*Records contained in a dataset*.

= Beginning of Section =

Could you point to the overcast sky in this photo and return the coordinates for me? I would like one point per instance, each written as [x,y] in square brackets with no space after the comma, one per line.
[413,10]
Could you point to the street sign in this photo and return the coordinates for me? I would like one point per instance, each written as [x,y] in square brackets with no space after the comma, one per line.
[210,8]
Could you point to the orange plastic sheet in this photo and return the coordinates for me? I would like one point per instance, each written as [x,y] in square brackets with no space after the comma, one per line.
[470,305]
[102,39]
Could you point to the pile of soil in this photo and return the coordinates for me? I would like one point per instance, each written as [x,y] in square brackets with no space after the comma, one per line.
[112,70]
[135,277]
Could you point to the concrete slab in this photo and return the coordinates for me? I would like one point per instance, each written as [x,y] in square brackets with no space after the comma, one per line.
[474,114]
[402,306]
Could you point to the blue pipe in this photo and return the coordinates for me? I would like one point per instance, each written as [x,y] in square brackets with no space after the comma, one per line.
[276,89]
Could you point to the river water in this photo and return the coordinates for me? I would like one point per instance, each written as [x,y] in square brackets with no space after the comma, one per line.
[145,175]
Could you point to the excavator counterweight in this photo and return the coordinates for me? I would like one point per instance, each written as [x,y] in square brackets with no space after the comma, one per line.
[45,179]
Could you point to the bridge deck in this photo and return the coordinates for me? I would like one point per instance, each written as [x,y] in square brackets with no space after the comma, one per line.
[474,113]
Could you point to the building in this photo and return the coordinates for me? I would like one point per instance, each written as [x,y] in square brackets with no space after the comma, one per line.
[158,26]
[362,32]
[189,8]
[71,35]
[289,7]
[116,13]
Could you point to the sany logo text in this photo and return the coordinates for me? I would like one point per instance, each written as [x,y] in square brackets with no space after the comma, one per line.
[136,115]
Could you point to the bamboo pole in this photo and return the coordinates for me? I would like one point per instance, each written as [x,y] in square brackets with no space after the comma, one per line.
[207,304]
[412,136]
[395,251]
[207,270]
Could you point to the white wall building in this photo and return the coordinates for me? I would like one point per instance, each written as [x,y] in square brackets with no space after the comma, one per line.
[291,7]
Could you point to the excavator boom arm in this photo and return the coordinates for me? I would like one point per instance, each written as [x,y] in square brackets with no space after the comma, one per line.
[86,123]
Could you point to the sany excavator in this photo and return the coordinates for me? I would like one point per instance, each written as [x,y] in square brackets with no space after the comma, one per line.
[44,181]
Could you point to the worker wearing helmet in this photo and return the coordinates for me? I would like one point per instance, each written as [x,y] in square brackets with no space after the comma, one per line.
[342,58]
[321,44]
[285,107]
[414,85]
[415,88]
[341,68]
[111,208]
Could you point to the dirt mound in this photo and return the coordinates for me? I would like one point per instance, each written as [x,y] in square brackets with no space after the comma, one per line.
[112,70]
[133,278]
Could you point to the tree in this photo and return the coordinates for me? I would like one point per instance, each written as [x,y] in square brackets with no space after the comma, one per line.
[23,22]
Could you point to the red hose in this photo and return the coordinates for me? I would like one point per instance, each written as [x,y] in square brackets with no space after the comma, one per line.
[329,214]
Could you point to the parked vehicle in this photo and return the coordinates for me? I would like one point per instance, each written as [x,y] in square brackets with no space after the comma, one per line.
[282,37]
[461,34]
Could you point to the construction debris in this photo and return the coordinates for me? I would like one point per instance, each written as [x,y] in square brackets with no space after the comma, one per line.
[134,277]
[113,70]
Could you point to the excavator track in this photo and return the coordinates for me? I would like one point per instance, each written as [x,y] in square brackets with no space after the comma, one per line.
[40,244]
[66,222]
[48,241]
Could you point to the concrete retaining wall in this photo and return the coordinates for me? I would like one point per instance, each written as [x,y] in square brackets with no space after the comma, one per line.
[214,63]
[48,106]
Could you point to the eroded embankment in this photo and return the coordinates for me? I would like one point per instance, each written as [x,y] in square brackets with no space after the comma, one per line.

= End of Section =

*EXERCISE DIRECTIONS*.
Please transcribe the data shown above in full, exactly as it stands.

*RESPONSE AREA*.
Could you point to the overcast sky in this photo and return the coordinates for me? I would like one point per instance, each written as [x,y] in square brackets with no space after the comma, one per line.
[413,10]
Could you point to the street sign in this photo and return the coordinates for me? I would like one point per instance, each written as [x,y] in square brackets with no space after the comma, one per line.
[210,8]
Could you point to the orange plastic sheet in this photo and return the coordinates for me? I would like one point per instance, each written as [x,y] in square brackets with no space after the comma, one per line.
[470,305]
[102,39]
Could you point to the pile of soil in this photo and return the coordinates for me? I would like one point per instance, each written as [x,y] in square brackets with no space after the comma, one per line.
[112,70]
[135,277]
Could you point to the concrete slab in this photo and return the coordinates for me? I would like one point per instance, each written as [x,y] in square brackets with no space after the comma, one per line.
[474,114]
[402,306]
Could you point to the blue pipe in this photo and return the coordinates for me? I would like one point per instance, each written as [x,y] in square brackets with no space after the comma, one per line.
[276,89]
Could you point to the river water in this photo and return the coordinates for me? I would like one point per instance, each written as [x,y] in square brackets with no space after the comma, one per line.
[145,175]
Could you point to the excavator counterweight in this photo and return the coordinates for me? I would like one point per instance, each written as [x,y] in square brackets with no space after the comma, one per line.
[45,179]
Could you point to the bridge deck in this photo and return the coordinates for me? I would like one point per instance, each written as [x,y] in square brackets with no space after the comma, one per line.
[474,113]
Could you point to the building in this photo and return the coordinates for me? I would like one point per instance, each written as [x,y] in square brackets with no space after the comma, one per line.
[158,26]
[362,32]
[189,8]
[71,35]
[289,7]
[116,13]
Could you point to the sany logo text in this photo and return the coordinates for me? I would like one point per instance, each written as [x,y] in square brackets with no space after the comma, one per line.
[136,115]
Could you point to the bamboo pole in this photo and return the coordinates for me? I would like one point per instance, each written as [x,y] in square brackets with no space after the comma, one per line.
[207,304]
[412,136]
[395,251]
[207,270]
Could you point to the white wall building in this photo and return the coordinates for me? I would like one point per instance, each written as [x,y] in square brackets with no space after the comma, one per line.
[291,7]
Could you point to the excavator boom arm in this photo and return the coordinates for me? I would like one point per instance, each written as [x,y] in square brackets with no space after the comma, one per line.
[86,123]
Could you point to the sany excavator in this photo and return the coordinates for me? I would like one point per instance, each written as [x,y] in square brackets with no space after the comma, one per line.
[44,181]
Could you point to the worker wearing helmet in this photo and return the coordinates for me? I would like one point per instance, each written as [x,y] in square brackets with no space after the comma, one per line.
[342,58]
[321,44]
[285,107]
[414,85]
[415,88]
[341,68]
[111,208]
Could you point to the dirt mound in this photo and return the coordinates for me? I would like one point per instance, each written as [x,y] in square brackets with no space after the comma, one per line.
[112,70]
[133,278]
Could you point to the tree in this photo and return the coordinates for me? I would like one point per instance, each written as [x,y] in square brackets with no space after the comma, one per line.
[23,22]
Could you point to the red hose in this photo and return the coordinates for me? I would like one point per instance, each written as [x,y] in square brackets with no space after the comma, one per line.
[329,214]
Could you point to the parked vehicle in this photo and return the coordinates for me? I would like one point per instance, each written as [x,y] in square brackets with no space after the comma, one per line.
[282,37]
[461,34]
Could you point to the construction debris in this photo and return the coordinates for me? I would like one point per instance, each written as [x,y] in square brackets with no space after the comma, one per line.
[134,277]
[113,70]
Could you point to the excavator track in this photo and return the coordinates for me? I would like one point per instance, each written as [x,y] in square brackets with no space after the comma, one per line.
[40,244]
[66,222]
[48,241]
Could you point to the concrete retaining wall in this photo and return the coordinates for me? I would like one point per instance, each written as [x,y] in square brackets with no space after the comma, one per line.
[214,63]
[48,106]
Could you point to the eroded embankment in this photo and return the coordinates for me? I would like one point per instance, each written as [x,y] in square brackets with no space after the comma, one per line.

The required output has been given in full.